▸ **Page extract**
⟨

Working on fixing it!


----------



## A bottle of Red

Still can't find new threads separately from new posts on old threads. 
Also there is no choosing  pages/back button ontop of threads anymore only on bottom?


----------



## clementina2

lill_canele said:


> Click on the drop down arrow next to "Forums" on the top bar, it should appear. (This is for desktop).


Got it, thank you!


----------



## csshopper

1. How do I access the smilies?

2. Need a cheat sheet please for what the marks along the top mean. example “P” with a drop down arrow . Click on it, tried double click, nothing happens.

3. The pale gray printing of the top line is causing eye strain.  

4. Tried using the “Help” tab below. No help showed up, literally.

5. Can we please have a green vomit response in the “Like” list?


----------



## muchstuff

csshopper said:


> 1. How do I access the smilies?
> 
> 2. Need a cheat sheet please for what the marks along the top mean. example “P” with a drop down arrow . Click on it, tried double click, nothing happens.
> 
> 3. The pale gray printing of the top line is causing eye strain.
> 
> 4. Tried using the “Help” tab below. No help showed up, literally.
> 
> 5. Can we please have a green vomit response in the “Like” list?


Smilies are under "help" bottom right corner.


----------



## Hyacinth

muchstuff said:


> Smilies are under "help" bottom right corner.



On most Windows systems they are opened with the top Question Mark in the second pair of question marks at the top of the Reply box with the other formatting icons. But trying to figure out what some of those icons signify is almost impossible without clicking on them, they're very small and not intuitive at all except for the (*B)*old or the (_i_)talic. Newer browsers and OS's for phones or tablets may be different.


----------



## muchstuff

Hyacinth said:


> On most Windows systems they are opened with the top Question Mark in the second pair of question marks at the top of the Reply box with the other formatting icons. But trying to figure out what some of those icons signify is almost impossible without clicking on them, they're very small and not intuitive at all except for the (*B)*old or the (_i_)talic. Newer browsers and OS's for phones or tablets may be different.


Oops, I was thinking about the extra ones, my bad.


----------



## Hyacinth

whateve said:


> the links are the top of the page showing replies and conversations are in a drop down menu under your user name. You can't read the replies, just see that someone replied.




Thanks, Whateve. On mine they're in a small red box or oval with a number in it that's _above_ my username.


----------



## Hyacinth

muchstuff said:


> Oops, I was thinking about the extra ones, my bad.




Gotcha.


----------



## Vlad

Hi all,

We've just updated TPF to the latest branch of the forum software. While I am working out all the kinks still, please use this thread to post any feedback you may have so I can have it addressed.

I have disabled the achievements / gamification elements, I don't think we will need those here.


----------



## lorihmatthews

I'm not a fan of all the grey space on both sides of the site. I'm on a Mac. I'd rather see more wording on the page so I don't have to hover over anything.

⟩

▸ **Data records**
⟨

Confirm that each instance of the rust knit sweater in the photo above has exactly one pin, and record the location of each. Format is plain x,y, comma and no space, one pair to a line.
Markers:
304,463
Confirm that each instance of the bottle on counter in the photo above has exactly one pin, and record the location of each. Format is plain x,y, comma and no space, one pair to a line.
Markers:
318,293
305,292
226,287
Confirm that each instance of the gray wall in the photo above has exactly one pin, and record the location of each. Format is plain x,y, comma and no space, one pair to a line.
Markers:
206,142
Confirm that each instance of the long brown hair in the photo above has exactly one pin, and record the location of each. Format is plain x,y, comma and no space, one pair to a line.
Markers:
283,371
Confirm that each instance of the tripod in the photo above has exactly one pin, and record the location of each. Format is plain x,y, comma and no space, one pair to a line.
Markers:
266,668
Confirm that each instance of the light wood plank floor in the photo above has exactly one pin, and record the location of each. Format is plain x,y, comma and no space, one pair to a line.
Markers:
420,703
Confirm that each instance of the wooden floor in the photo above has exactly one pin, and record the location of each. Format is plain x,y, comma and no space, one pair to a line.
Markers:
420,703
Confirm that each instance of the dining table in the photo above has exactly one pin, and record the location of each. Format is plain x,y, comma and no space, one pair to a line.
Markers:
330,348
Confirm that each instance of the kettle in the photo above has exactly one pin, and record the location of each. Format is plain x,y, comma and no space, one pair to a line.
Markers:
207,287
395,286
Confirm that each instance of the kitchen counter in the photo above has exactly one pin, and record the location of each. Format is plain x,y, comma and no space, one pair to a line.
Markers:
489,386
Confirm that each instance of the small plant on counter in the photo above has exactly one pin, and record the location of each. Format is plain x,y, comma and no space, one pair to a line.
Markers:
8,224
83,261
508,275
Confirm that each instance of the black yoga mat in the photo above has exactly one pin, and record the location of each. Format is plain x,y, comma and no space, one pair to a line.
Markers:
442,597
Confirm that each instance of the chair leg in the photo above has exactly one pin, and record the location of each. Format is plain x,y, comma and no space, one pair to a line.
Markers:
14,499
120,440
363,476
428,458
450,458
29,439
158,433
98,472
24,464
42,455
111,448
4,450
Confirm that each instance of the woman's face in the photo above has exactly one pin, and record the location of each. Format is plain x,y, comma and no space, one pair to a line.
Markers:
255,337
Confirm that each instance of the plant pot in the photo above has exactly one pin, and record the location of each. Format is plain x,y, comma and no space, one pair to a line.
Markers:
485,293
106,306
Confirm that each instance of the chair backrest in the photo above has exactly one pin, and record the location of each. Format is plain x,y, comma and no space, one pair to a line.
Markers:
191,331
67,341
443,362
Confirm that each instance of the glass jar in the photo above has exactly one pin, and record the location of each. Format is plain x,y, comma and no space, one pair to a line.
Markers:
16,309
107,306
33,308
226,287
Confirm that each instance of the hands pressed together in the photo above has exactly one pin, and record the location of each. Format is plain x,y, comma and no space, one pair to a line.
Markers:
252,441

⟩
⟨

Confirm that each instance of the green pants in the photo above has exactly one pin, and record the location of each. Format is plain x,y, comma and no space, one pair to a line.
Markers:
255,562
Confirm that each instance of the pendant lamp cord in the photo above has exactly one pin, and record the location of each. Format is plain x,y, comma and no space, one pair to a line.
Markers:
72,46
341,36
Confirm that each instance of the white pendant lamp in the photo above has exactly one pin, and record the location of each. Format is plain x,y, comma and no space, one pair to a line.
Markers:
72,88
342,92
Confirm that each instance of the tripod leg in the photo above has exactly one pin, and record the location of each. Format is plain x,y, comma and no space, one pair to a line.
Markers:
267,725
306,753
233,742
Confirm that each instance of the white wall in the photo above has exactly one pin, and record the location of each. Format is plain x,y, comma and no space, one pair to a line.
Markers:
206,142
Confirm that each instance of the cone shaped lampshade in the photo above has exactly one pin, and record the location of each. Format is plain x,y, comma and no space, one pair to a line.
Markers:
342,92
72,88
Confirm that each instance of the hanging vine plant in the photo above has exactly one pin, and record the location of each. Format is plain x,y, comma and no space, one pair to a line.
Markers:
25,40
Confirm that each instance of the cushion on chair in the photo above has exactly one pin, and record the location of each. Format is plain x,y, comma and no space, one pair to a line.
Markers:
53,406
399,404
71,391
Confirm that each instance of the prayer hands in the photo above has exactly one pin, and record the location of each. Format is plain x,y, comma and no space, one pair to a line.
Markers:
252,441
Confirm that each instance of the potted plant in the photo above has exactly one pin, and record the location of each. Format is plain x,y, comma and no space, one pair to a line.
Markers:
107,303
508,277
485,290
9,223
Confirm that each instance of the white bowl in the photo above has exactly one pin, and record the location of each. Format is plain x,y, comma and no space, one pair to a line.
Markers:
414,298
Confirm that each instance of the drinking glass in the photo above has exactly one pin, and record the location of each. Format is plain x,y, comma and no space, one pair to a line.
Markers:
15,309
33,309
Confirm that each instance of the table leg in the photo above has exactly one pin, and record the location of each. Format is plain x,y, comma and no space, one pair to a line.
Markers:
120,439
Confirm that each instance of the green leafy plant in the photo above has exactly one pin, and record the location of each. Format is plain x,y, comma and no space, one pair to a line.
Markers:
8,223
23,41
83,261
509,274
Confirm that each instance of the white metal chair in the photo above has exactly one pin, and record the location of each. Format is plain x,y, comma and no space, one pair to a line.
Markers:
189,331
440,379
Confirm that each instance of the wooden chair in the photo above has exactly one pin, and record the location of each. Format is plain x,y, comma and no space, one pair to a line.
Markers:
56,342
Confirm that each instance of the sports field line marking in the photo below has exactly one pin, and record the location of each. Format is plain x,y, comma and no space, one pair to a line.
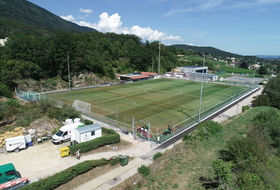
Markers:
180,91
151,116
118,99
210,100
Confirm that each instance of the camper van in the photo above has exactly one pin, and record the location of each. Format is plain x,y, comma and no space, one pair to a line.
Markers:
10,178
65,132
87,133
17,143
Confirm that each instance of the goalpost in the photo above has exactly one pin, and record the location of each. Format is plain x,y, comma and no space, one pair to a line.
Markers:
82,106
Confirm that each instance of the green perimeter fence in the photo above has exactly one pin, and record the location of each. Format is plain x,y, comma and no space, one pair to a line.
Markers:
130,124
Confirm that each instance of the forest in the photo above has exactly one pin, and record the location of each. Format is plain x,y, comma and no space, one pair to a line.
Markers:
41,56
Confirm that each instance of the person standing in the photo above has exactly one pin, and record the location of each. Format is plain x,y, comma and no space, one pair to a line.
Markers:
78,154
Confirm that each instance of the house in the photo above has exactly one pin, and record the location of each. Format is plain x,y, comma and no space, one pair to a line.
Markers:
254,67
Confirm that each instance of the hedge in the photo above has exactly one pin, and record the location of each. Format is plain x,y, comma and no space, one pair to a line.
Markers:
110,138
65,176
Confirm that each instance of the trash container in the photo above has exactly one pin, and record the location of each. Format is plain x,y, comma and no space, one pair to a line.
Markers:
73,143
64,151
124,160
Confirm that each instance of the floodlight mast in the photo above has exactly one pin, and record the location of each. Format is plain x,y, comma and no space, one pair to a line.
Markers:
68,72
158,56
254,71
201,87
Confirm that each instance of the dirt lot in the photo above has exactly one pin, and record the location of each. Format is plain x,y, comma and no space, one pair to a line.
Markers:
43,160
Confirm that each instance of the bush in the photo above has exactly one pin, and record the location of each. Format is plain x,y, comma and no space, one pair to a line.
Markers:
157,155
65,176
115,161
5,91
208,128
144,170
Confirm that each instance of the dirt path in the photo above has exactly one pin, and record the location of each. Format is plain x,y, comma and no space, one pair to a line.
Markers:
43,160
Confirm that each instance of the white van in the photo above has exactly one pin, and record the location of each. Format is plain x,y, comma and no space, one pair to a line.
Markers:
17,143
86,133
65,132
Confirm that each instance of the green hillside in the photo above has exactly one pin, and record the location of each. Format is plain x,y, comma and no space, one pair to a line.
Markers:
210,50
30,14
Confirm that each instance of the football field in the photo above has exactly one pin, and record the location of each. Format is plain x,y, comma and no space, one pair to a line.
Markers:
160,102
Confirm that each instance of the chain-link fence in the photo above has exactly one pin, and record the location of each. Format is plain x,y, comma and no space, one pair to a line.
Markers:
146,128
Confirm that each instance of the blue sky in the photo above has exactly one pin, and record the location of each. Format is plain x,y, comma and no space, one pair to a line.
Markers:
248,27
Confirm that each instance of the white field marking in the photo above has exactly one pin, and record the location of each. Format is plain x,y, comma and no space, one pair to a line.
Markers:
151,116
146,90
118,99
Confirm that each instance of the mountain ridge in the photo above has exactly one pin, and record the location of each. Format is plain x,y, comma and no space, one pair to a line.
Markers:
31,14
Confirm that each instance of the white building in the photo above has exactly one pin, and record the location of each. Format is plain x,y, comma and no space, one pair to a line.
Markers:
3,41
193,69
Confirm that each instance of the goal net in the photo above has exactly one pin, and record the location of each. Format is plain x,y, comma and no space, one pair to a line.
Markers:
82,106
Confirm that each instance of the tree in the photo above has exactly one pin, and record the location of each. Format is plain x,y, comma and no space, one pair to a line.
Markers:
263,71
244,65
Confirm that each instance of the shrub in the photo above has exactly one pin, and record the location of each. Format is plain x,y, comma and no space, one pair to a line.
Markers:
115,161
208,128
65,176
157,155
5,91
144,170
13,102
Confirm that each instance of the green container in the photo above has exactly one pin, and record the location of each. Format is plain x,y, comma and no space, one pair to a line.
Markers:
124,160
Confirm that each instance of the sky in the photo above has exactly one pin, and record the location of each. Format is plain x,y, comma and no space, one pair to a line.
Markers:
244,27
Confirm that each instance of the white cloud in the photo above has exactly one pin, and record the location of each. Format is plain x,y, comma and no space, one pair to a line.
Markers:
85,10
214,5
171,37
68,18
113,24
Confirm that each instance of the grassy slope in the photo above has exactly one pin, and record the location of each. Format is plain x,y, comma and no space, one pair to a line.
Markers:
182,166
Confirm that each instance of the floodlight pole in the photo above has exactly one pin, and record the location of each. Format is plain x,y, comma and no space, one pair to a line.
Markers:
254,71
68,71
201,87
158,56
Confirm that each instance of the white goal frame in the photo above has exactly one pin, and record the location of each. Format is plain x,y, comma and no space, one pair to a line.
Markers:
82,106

⟩
⟨

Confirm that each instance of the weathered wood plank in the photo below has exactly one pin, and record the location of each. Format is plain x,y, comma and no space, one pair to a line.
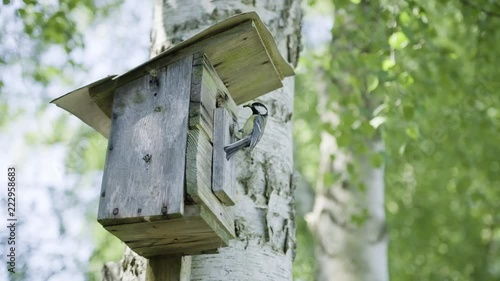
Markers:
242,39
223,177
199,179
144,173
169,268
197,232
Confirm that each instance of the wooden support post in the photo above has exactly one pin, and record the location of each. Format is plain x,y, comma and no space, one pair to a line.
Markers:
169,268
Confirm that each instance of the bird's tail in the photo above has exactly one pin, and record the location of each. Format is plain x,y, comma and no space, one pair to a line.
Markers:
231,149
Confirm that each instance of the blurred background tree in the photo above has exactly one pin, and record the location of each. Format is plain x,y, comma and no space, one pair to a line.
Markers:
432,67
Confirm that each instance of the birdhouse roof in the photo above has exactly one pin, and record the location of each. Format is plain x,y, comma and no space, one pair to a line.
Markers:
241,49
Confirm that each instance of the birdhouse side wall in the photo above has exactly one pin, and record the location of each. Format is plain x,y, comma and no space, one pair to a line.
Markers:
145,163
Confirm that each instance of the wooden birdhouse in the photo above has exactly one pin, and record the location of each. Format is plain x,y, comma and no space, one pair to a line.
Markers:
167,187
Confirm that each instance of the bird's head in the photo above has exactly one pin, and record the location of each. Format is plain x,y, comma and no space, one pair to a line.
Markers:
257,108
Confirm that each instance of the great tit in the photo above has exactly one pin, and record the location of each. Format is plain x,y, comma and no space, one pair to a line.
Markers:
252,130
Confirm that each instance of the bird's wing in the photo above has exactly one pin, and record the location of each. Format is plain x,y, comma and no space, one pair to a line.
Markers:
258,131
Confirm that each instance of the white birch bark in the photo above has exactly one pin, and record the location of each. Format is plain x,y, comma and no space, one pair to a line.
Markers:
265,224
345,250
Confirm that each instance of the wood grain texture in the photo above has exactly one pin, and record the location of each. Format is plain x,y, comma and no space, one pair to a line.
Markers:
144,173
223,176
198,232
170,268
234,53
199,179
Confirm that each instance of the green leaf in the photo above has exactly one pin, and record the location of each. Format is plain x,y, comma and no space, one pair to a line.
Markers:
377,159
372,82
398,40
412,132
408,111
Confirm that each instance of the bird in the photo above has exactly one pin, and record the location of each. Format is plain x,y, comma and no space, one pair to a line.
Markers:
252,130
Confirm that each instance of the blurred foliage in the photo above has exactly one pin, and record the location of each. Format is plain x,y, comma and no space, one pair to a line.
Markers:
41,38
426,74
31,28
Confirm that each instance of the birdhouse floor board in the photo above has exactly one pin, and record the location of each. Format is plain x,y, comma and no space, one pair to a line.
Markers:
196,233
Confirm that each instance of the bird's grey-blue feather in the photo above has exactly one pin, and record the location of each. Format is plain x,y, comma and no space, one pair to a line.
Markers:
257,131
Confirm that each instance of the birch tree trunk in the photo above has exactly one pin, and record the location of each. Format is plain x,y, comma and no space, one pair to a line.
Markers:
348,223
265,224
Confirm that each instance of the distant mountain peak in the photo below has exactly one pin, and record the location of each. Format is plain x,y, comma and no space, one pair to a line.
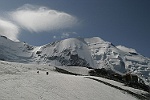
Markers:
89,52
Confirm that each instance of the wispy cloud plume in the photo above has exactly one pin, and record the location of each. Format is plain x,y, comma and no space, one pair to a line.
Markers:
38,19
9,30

⟩

▸ **Work to do**
- A) Answer these questions about the forum thread on the software update:
(i) What did Vlad disable?
(ii) In Hyacinth's view, where does the number showing replies appear?
(iii) What computer does lorihmatthews say they are on?
- B) Carry on the forum thread about the software update, starting right after its last post.
The listing has nothing to do with the forum thread.

▸ **Results by task**
- A)
(i) The achievements / gamification elements.
(ii) In a small red box or oval above the username.
(iii) A Mac.

- B)
----------



## whateve

lorihmatthews said:


> I'm not a fan of all the grey space on both sides of the site. I'm on a Mac. I'd rather see more wording on the page so I don't have to hover over anything.
> 
> 
> View attachment 5447757


You should be able to click on the three dots at the top of the page next to the search box. Choose "toggle width" and the grey space will go away.


----------



## Vlad

lorihmatthews said:


> I'm not a fan of all the grey space on both sides of the site. I'm on a Mac. I'd rather see more wording on the page so I don't have to hover over anything.
> 
> 
> View attachment 5447757



Hit the three dots on the top right and _Toggle Width_


----------



## Miarta

Suggestion , next time instead stretching as horizontally can you please stretch as vertically .Thank you


----------



## Annawakes

Most of the issues I’m experiencing have already been brought up by others.

I just want to say, nobody likes change but it’s for our own good (here I need to figure out how to put a smiley).  I’m grateful for this forum and all of the work that goes into maintaining and improving it.  Thank you!!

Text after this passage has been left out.